#### [What needs to be done]
Each line with the word "below" must appear in the answer, copied from the records.

[Information given — start]

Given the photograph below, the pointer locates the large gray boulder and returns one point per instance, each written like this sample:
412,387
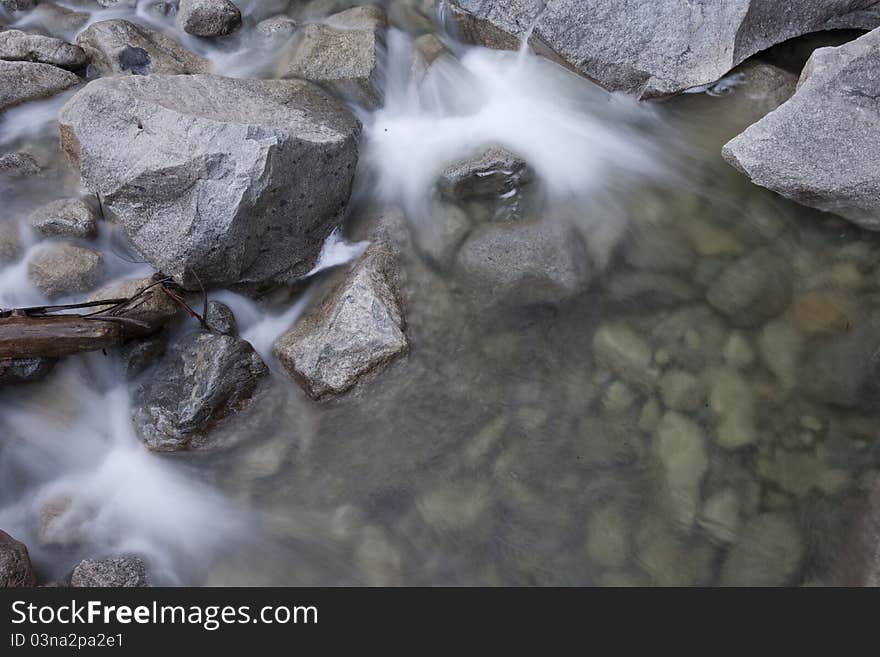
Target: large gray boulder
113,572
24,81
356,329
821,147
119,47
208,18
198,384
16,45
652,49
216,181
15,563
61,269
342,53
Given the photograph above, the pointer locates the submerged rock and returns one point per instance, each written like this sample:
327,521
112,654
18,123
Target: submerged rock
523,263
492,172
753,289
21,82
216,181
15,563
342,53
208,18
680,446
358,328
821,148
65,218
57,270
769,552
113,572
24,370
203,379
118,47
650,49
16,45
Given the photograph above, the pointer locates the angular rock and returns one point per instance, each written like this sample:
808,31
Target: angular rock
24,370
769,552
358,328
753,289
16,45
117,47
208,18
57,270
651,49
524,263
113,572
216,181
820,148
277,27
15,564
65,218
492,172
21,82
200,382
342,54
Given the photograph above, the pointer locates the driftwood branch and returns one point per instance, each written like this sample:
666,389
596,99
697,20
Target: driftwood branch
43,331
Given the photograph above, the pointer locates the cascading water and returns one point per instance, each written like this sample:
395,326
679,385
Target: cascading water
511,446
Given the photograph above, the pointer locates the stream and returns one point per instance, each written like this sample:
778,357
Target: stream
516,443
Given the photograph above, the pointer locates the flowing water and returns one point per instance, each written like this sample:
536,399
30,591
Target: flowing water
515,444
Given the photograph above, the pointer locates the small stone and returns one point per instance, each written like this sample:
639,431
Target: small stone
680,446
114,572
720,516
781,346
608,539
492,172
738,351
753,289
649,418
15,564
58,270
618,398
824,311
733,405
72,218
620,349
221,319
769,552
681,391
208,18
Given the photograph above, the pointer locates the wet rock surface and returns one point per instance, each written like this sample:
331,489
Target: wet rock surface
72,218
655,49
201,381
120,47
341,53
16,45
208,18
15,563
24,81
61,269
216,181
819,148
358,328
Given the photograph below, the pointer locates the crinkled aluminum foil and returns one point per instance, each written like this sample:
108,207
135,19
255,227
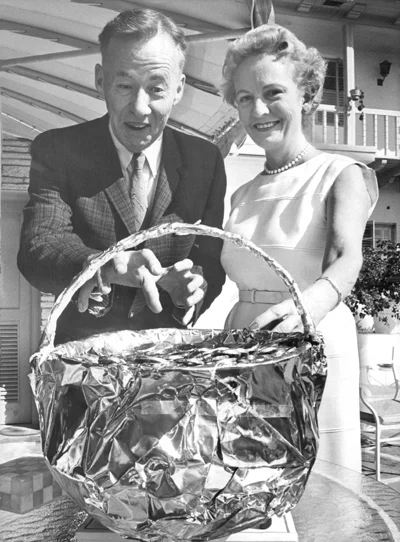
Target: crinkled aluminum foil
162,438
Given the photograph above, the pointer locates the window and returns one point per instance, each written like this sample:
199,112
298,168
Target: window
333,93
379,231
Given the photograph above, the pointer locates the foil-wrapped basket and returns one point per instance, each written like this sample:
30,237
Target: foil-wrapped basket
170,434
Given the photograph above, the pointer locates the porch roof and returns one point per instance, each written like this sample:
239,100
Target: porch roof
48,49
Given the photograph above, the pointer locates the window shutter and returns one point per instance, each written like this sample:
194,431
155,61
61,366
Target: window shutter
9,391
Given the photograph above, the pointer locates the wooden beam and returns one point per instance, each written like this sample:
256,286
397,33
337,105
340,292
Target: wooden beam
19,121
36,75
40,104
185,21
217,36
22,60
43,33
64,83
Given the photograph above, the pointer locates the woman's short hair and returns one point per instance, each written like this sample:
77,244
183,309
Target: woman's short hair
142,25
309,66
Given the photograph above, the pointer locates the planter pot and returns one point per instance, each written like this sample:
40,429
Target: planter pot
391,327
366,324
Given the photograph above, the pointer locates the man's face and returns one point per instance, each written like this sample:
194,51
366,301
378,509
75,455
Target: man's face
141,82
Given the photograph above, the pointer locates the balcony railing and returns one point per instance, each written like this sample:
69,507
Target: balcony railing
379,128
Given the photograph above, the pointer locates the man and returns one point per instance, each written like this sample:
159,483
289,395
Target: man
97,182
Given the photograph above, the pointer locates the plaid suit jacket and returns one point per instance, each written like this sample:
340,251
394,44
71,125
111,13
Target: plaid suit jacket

[Information given — finish]

#### [Response to this exercise]
Given the photograph below, the pointer locates the large gray boulder and returns one point per instance, each written like this sample:
Given the photograph below, the pointer locates the crinkled aluminum foil and returns one point per instance, each written like this sample:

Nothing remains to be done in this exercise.